TRAVAIL À FAIRE:
(a) Répondez aux questions suivantes d'après l'entretien sur les clarinettes :
(i) Selon MV, quels matériaux utilisait-on surtout pour les tampons à son époque ?
(ii) En quelle année Robert Carrée est-il devenu directeur technique ?
(iii) Combien de clarinettes environ Robert Carrée mélangeait-il lors du « coup du plateau » ?
(b) Reprenez l'entretien sur les clarinettes à la suite de sa dernière phrase.

EXTRAIT DU TEXTE:

--------

Tampons de clarinettes.
JPD : Et les tampons des clés : quelles évolutions avez-vous connu ?
MV :" A mon époque, on utilisait surtout des tampons en feutre et baudruche, puis en liège, en cuir.
Puis les tampons troués avec résonateurs (Elite, clarinettes basses, saxos). Maintenant BC utilise de plus en plus les tampons en Gore Tex, nous en reparlerons".

JDT : Abordons maintenant les nouvelles perces les clarinettes de légende : R13, BC20, RC de Robert Carrée, car Buffet Crampon a eu la chance d’avoir un innovateur talentueux qui a contribué à la réputation de l’excellence de cette marque. Vous qui avez eu la chance de travailler avec lui, pouvez vous nous parler de cet homme et nous dire quelles sont ses contributions ?
MV : "En effet j’ai travaillé pendant 46 ans sous les ordres de Robert Carrée et c’était un passionné, rentrant comme apprenti en 1921, contremaître en 1947 et directeur technique en 1953, habitant pratiquement dans l’entreprise, pensant aux instruments jours et nuits (et il n’était pas rare selon les dires de son épouse qu’il se lève la nuit) mais contrairement à ce que beaucoup pensent, il n’était pas clarinettiste !
Je pense que cette faiblesse a priori a été une force en définitive (face à Leblanc ou aux frères Selmer clarinettistes professionnels…) car il ne faisait pas une clarinette selon ses caractéristiques personnelles ou son jeu mais il s’ouvrait sur le champ des possibles et sur les spécificités des uns et des autres. Ainsi il faisait sans cesse «le coup du plateau» où il mélangeait une quinzaine de clarinettes dont certains prototypes".
JDT : Qu’est-ce que c’est le coup du plateau ?
Robert CARRÉE en 1930. (Source BC) 
DG : "Comme les plus grands clarinettistes du monde passaient sans cesse à l'usine, il leur faisait essayer un plateau de divers exemplaires très différents en aveugle. Cela permettait à RC d’affiner, de progresser, de noter les demandes d’innovations, les problèmes rencontrés, les critiques et les points forts à garder sur son petit carnet et en plus il y avait les essayeurs «maison» pris parmi les meilleurs clarinettistes de la place".
R.CARREE essayant une clarinette
avec J.C MICHEL. 
JDT : Un des principes acoustiques qui donne le son caractéristique de la clarinette est sa perce cylindrique depuis Denner de 1700 jusqu’à 1950.

--------

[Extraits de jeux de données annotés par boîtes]
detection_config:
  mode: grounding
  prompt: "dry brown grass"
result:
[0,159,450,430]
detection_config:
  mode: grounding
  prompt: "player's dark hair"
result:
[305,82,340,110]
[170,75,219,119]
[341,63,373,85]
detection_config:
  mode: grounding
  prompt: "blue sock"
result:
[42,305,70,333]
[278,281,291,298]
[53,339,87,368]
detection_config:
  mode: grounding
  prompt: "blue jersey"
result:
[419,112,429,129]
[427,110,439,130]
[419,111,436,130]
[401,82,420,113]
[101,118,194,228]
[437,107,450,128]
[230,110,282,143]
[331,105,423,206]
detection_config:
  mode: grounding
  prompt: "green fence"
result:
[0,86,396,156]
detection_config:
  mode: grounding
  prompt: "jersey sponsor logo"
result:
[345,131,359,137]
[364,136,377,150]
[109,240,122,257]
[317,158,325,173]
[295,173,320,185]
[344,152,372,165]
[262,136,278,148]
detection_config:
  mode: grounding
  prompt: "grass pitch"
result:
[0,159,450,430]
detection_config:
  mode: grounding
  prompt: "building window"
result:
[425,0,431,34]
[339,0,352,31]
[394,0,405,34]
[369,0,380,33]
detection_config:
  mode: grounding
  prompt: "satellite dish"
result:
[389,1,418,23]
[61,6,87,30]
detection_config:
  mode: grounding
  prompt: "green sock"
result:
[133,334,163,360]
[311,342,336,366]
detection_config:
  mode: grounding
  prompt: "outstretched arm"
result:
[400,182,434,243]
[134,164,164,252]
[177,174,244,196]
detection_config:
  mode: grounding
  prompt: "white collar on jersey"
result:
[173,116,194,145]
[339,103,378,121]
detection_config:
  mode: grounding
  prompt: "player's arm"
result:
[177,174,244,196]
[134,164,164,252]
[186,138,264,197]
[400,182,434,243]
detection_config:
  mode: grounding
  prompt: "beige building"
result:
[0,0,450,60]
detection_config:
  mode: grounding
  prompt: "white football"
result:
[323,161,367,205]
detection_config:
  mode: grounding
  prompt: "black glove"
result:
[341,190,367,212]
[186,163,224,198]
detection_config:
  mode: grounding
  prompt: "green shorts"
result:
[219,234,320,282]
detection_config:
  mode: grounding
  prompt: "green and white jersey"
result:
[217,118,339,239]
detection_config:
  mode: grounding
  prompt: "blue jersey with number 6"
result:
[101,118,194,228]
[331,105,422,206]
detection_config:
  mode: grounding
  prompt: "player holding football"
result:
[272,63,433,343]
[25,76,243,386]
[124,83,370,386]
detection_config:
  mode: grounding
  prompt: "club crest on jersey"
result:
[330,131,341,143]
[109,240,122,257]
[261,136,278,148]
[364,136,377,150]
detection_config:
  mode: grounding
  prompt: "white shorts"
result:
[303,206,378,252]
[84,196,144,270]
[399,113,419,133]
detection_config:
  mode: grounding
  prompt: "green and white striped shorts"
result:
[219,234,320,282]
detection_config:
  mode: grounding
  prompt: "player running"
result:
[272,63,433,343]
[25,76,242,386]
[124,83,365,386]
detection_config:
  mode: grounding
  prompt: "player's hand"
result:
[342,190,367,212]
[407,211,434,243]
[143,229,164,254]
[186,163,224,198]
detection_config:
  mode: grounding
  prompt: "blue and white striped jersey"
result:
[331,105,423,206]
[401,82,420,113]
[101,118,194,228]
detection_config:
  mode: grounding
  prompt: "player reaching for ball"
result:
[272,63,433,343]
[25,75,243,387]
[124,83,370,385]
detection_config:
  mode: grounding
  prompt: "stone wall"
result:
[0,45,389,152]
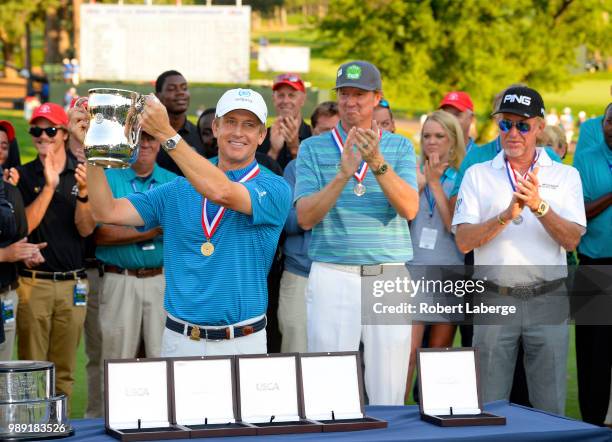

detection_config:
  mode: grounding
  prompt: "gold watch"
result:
[372,163,389,176]
[533,200,550,218]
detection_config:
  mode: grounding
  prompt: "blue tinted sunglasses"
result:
[497,120,531,135]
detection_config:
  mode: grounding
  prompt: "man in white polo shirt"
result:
[453,87,586,414]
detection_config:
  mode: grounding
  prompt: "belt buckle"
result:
[189,325,201,341]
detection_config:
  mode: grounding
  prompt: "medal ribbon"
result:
[504,152,540,192]
[331,127,382,183]
[202,163,259,242]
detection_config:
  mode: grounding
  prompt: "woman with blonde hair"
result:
[406,110,465,398]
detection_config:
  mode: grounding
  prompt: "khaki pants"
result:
[0,290,19,361]
[99,273,166,361]
[85,269,104,418]
[278,270,308,353]
[17,277,87,397]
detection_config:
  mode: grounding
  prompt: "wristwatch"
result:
[533,200,550,218]
[372,163,389,176]
[161,134,182,152]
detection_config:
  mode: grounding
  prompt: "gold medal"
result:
[200,241,215,256]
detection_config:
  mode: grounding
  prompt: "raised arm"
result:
[141,96,255,215]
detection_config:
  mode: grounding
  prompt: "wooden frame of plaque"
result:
[236,353,322,435]
[104,358,190,442]
[417,347,506,427]
[298,351,388,432]
[169,356,257,438]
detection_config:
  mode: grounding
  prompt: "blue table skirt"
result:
[66,401,612,442]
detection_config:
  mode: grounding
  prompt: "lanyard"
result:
[331,127,382,183]
[504,152,540,192]
[130,178,155,193]
[202,163,259,242]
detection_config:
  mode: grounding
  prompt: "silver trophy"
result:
[0,361,74,440]
[75,89,145,169]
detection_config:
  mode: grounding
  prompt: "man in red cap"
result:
[259,74,312,169]
[17,103,95,396]
[438,91,476,153]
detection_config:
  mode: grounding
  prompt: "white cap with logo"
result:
[216,89,268,124]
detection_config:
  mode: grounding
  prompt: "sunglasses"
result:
[29,126,59,138]
[497,120,531,134]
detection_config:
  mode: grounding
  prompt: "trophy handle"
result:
[70,97,89,109]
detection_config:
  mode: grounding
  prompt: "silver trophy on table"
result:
[0,361,74,441]
[75,89,145,169]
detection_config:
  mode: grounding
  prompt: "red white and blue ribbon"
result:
[202,163,259,241]
[504,152,540,192]
[331,127,382,183]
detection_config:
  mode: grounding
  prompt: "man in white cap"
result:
[294,61,419,405]
[76,89,291,356]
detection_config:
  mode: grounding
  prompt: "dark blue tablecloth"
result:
[66,401,612,442]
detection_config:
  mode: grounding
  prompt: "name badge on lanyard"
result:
[2,299,15,324]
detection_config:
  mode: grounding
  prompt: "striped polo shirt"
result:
[294,123,417,265]
[127,159,291,325]
[96,164,176,269]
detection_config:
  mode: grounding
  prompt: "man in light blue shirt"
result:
[294,61,418,405]
[95,132,176,360]
[574,103,612,425]
[76,89,291,357]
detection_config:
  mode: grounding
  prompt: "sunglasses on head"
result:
[497,120,531,134]
[29,126,59,138]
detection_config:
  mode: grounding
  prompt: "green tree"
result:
[319,0,612,111]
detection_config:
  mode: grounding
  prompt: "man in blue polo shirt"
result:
[574,103,612,425]
[294,61,418,405]
[78,89,291,356]
[95,132,176,360]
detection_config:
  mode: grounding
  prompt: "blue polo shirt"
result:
[574,115,605,157]
[294,123,417,265]
[574,140,612,258]
[450,136,561,198]
[96,164,176,269]
[283,160,312,277]
[127,161,291,325]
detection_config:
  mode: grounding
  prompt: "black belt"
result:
[19,269,87,281]
[166,316,266,341]
[484,278,565,299]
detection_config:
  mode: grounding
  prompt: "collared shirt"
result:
[257,119,312,170]
[410,167,463,265]
[574,138,612,258]
[574,115,605,157]
[157,117,206,176]
[18,151,85,272]
[96,165,176,269]
[450,136,561,198]
[294,123,417,265]
[453,149,586,286]
[283,160,312,277]
[127,162,291,325]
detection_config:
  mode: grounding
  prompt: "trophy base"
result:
[87,157,130,169]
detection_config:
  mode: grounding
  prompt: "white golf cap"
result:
[216,89,268,124]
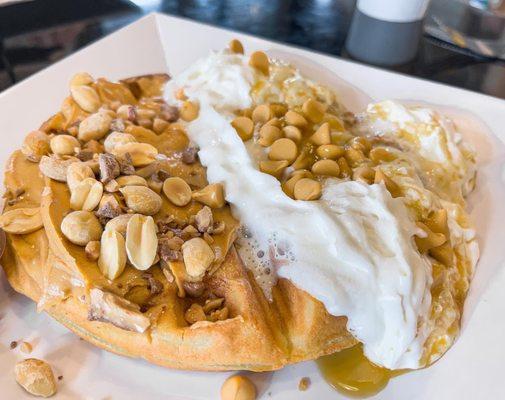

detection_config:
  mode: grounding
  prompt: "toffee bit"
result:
[182,281,205,297]
[98,154,121,183]
[181,147,198,164]
[117,153,135,175]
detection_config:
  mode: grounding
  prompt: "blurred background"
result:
[0,0,505,99]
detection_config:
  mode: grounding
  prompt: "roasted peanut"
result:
[126,214,158,271]
[67,161,95,191]
[70,85,100,113]
[21,131,50,162]
[182,237,215,281]
[98,230,126,280]
[50,135,81,156]
[180,100,200,122]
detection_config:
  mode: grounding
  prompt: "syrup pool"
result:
[317,344,409,399]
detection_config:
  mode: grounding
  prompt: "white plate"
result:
[0,15,505,400]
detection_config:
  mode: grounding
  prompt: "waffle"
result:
[2,76,355,371]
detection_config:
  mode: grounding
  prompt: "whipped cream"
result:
[165,53,431,369]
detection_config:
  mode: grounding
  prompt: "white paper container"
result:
[0,15,505,400]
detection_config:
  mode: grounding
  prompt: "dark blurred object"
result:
[346,0,429,66]
[0,0,505,98]
[426,0,505,60]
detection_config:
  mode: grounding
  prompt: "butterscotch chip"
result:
[260,160,289,179]
[21,131,50,162]
[302,99,326,124]
[0,207,43,235]
[221,375,256,400]
[298,376,310,392]
[312,160,340,177]
[350,136,372,154]
[126,214,158,271]
[249,51,270,75]
[258,125,282,147]
[310,122,331,146]
[270,103,288,118]
[163,177,191,207]
[184,303,207,325]
[352,165,375,185]
[50,135,81,156]
[119,186,162,215]
[344,147,366,168]
[282,125,302,143]
[251,104,273,124]
[61,211,103,246]
[192,183,226,208]
[14,358,56,397]
[368,147,396,164]
[337,157,352,179]
[98,230,126,280]
[316,144,344,160]
[228,39,244,54]
[180,100,200,122]
[195,206,214,233]
[231,117,254,142]
[265,116,282,128]
[293,178,321,200]
[268,138,298,163]
[98,154,121,183]
[182,237,215,281]
[284,110,307,128]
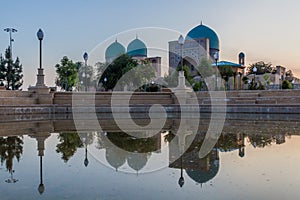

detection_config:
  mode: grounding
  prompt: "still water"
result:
[0,116,300,200]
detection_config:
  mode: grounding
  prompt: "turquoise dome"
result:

--------

RÉPONSES ATTENDUES:
(a)
(i) Le feutre et la baudruche, puis le liège et le cuir.
(ii) En 1953.
(iii) Une quinzaine.

(b)
R. Carrée qui peu à peu était devenu acousticien a révolutionné ce principe en créant deux types de perces (la R13 en 1950 au début de sa carrière de responsable et la RC en 1985 à la fin de sa carrière). Ces deux clarinettes sont pourtant très différentes et vont créer en fait les deux familles de clarinettes postérieures chez Buffet Crampon. On voit bien que la perce est essentielle. Commençons par la R13.
MV : "En effet en 1950, Robert Carrée va créer la R13, une perce spécifique particulière, étroite de 14,63 mm qui va connaitre un immense succès, et j'ai participé à cette aventure avec D. GAUTIER et J.LANCELOT. La R13 a été créé notamment pour les USA.
DG : Les objectifs poursuivis étaient de faire selon la blague un instrument « clair et net »
*Créer une nouvelle clarinette avec une perce poly-cylindrique (c’est à dire composée de plusieurs diamètres à l'intérieur de la perce) avec des innovations qui la différenciaient des précédentes.
*Rechercher aussi un son plus fin, léger et brillant d’où une perce plus petite et donc une clarinette un peu plus longue et fine.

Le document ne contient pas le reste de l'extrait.